_THE PROBLEM_
Look through the data below for the string "with", and copy every line where it turns up.

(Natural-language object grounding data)
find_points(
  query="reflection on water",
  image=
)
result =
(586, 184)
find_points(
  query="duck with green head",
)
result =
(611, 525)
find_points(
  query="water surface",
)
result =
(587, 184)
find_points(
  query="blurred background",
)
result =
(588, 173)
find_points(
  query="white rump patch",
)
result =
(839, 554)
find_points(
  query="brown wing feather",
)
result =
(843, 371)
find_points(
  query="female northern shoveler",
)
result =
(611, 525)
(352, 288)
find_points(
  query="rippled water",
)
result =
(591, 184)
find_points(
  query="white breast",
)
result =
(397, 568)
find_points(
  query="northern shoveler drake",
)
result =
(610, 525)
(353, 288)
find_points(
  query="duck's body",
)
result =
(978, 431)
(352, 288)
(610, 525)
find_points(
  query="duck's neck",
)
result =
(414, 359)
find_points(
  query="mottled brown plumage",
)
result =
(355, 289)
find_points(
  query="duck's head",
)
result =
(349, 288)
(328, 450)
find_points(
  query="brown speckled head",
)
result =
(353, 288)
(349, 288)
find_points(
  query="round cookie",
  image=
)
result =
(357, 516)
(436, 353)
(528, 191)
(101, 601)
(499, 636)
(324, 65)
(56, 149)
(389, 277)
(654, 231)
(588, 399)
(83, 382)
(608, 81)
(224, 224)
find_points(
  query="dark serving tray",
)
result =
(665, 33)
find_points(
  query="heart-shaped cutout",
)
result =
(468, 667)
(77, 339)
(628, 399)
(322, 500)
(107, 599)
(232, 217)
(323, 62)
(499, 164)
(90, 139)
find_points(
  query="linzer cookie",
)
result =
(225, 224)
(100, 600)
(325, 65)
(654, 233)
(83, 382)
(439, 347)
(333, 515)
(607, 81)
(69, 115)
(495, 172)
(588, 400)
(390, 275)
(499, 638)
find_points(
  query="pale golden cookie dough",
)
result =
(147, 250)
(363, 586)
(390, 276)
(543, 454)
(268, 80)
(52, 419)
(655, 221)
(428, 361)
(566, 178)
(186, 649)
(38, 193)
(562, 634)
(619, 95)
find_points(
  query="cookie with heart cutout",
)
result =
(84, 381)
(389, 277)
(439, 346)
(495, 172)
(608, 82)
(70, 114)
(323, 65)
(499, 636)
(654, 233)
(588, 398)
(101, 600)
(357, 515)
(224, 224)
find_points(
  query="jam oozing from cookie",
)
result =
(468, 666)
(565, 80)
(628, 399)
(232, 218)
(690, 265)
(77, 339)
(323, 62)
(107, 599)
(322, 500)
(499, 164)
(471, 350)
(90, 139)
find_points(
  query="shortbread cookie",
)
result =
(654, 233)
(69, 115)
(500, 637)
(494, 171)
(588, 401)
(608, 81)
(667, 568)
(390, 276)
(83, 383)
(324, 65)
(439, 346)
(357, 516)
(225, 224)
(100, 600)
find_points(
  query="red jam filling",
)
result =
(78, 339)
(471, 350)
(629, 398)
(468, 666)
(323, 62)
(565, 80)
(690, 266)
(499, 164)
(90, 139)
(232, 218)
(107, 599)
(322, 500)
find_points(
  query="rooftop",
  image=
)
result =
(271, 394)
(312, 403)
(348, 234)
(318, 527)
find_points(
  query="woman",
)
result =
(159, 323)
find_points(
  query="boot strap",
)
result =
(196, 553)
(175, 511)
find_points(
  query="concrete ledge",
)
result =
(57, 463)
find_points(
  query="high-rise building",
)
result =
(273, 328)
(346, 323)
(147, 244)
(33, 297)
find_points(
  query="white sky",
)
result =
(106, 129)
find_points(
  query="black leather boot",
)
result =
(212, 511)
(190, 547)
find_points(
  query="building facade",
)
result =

_ANSWER TO THIS TASK_
  query="duck with green head",
  query="cookie with heart cutout",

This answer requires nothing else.